ESTRATTO DEL TESTO →
Anthony Giddens – Sociologo studioso della globalizzazione
Anthony Giddens (Londra, 18 gennaio 1938) è un sociologo e politologo britannico.
Vita del sociologo Anthony Giddens
Nasce il giorno 18 gennaio 1938 nell’area londinese di Edmonton, all’interno di una famiglia benestante della media borghesia. Il padre, impiegato dei trasporti, permette al figlio di proseguire gli studi universitari, il primo della sua famiglia, che termina nel 1959 con la laurea presso la Hull University. Successivamente consegue il master presso la London School of Economics e poi, nel 1974, il dottorato (PhD.) all’Università di Cambridge. Nel frattempo, nel 1961 comincia ad insegnare psicologia sociale presso la University of Leicster, per proseguire poi l’insegnamento presso l’università di Cambridge, dove resterà per molti anni, fondando anche il Comitato di Scienze politiche e sociali (SPSc).

(Voci tratte da un dataset)
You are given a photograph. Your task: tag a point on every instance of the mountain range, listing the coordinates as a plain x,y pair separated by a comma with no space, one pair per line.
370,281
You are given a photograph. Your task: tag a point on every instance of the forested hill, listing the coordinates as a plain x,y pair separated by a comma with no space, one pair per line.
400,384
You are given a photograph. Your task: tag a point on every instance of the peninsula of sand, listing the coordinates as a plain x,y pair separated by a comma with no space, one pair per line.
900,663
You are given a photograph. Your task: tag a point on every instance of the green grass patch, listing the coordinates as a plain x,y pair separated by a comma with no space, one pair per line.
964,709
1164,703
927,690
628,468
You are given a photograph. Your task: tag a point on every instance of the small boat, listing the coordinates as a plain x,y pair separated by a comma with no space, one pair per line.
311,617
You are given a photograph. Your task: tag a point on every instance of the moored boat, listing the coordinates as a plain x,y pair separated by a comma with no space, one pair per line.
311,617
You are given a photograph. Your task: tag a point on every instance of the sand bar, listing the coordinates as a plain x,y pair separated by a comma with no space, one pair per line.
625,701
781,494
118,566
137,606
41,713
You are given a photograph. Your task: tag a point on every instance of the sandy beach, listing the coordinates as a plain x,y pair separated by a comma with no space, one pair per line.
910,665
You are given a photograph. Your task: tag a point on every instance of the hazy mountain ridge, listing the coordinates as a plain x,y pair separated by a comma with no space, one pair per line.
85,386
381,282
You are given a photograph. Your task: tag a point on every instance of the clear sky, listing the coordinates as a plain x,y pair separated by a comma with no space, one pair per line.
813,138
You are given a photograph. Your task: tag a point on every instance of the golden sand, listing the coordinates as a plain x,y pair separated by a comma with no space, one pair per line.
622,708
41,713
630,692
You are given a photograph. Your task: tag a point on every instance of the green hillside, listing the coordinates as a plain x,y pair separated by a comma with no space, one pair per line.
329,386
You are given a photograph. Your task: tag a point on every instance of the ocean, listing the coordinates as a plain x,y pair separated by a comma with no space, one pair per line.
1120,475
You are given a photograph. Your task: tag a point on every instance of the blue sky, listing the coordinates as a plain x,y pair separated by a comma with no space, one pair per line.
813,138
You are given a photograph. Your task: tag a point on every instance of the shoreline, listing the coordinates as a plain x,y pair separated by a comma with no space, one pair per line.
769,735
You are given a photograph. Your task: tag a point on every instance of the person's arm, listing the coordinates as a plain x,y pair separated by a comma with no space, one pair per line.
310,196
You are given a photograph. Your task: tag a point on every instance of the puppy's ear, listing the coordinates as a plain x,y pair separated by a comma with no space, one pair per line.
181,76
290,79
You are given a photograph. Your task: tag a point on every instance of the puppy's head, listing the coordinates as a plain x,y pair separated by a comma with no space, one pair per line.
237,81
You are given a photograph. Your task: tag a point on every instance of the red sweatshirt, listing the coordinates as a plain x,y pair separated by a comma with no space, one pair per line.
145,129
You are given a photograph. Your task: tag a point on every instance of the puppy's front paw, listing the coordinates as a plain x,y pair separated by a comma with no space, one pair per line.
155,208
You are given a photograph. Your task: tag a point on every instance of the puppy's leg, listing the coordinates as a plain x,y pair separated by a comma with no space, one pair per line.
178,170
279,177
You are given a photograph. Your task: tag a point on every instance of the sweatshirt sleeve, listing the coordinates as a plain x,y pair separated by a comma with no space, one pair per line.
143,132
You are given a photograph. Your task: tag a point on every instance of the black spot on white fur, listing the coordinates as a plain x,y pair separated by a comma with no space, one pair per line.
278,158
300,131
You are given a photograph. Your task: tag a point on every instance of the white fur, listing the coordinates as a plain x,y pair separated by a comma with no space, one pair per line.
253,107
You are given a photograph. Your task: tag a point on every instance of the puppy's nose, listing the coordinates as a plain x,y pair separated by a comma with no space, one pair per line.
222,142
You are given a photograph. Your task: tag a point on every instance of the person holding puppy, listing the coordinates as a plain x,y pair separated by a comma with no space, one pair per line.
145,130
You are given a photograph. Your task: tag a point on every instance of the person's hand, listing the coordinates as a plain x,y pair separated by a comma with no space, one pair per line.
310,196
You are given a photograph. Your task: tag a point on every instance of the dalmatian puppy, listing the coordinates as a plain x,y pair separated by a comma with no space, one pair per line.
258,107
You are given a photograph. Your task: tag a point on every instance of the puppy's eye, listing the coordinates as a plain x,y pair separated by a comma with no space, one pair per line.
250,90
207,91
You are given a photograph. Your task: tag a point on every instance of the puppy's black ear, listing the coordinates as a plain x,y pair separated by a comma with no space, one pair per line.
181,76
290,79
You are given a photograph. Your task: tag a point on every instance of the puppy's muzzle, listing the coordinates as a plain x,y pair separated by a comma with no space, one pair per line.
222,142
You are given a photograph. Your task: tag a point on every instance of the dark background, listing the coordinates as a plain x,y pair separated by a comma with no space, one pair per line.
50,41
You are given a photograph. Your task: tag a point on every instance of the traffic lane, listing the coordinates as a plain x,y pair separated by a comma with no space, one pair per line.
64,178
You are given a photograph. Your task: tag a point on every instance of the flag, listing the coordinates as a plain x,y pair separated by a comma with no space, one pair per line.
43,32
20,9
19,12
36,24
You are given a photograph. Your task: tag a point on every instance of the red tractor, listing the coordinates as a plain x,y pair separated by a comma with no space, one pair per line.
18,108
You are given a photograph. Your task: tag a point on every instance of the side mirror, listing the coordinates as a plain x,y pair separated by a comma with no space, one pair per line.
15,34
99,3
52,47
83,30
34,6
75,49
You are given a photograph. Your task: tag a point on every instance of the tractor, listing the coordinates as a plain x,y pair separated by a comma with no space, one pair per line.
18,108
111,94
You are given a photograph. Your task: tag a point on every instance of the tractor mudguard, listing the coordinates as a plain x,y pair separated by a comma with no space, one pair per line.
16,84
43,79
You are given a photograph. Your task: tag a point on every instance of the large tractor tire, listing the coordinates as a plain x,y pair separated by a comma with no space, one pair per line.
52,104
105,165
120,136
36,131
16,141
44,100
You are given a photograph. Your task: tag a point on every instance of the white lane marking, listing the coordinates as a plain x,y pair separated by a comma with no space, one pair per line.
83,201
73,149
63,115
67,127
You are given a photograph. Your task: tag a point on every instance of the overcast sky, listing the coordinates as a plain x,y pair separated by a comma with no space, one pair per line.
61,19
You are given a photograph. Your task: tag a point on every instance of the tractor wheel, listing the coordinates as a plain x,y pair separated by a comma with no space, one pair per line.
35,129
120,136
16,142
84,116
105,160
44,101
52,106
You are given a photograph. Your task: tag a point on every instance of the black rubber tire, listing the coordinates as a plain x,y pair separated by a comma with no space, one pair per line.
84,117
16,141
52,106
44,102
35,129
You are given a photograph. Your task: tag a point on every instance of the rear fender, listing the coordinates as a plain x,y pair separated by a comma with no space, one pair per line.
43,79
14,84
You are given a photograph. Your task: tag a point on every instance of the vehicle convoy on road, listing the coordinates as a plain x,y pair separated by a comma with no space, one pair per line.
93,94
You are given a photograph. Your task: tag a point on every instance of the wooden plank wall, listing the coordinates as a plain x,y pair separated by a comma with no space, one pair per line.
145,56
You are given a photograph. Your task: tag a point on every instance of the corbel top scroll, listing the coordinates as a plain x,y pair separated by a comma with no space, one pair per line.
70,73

COMPITO ASSEGNATO A →
Indica in quale università Anthony Giddens ha conseguito il dottorato nel 1974, secondo il testo su Anthony Giddens.
COMPITO ASSEGNATO B →
Prosegui il testo su Anthony Giddens a partire dalla sua ultima frase.

RISULTATO A →
All'Università di Cambridge.

RISULTATO B →
La prima fase della sua vita accademica e del suo pensiero è principalmente rivolta ad un lavoro di critica della tradizione sociologica. Numerose le opere riguardanti le diverse correnti disciplinari e gli autori che più hanno segnato la sociologia, nel tentativo di formulare un approccio critico specialmente verso ill materialismo storico e il funzionalismo. L’opera di certo più importante del periodo è “Capitalism and Modern Social Theory” (1971) dove sostiene che, nonostante le differenze dottrinarie, i lavori di Marx, Durkheim e Weber condividevano l’esigenza primaria di studiare il capitalismo e i suoi effetti sulla vita sociale, affermando così che la sociologia nasce come tentativo di spiegare le trasformazioni delle istituzioni e del potere portate dall’industrializzazione. Tra questo tipo di opere, seppure di un periodo successivo (pubblicato infatti negli anni ’80), il breve libro sul contributo di Durkheim, nel quale individua un percorso di studio (la sociologia come scienza morale) del sociologo francese ben preciso, fornendo una visione delle sue opere lineari e chiara.
L’interesse di Giddens non si ferma solamente agli aspetti teorici. Nel 1976 da alle stampe “New Rules of Sociological Method” dove, richiamando la famosa opera di Durkheim, si sofferma sulla lunga diatriba sociologica fra macro livello (ossia la dimensione generale della società, come struttura e processi) e micro livello (la dimensione pratica e quotidiana della vita sociale, le sue interazioni e i suoi significati). Criticando l’approccio durkheimiano e l’irriducibilità della società agli individui (la società sui generis come oggetto di studio), Giddens propone la sociologia interpretativa weberiana, che si sofferma sui motivi e gli stimoli delle azioni individuali. Il sociologo inglese non sposa l’idea weberiana dell’individuo come unità centrale d’analisi, ma afferma l’interazione tra i due elementi (realtà collettiva e individuo): in altre parole, le strutture della società hanno effetti sulle persone che nelle loro azioni producono le strutture stesse. L’unità d’analisi diviene così la pratica sociale che da forma al mondo sociale e che comprende sia una componente strutturale sia legata all’attore.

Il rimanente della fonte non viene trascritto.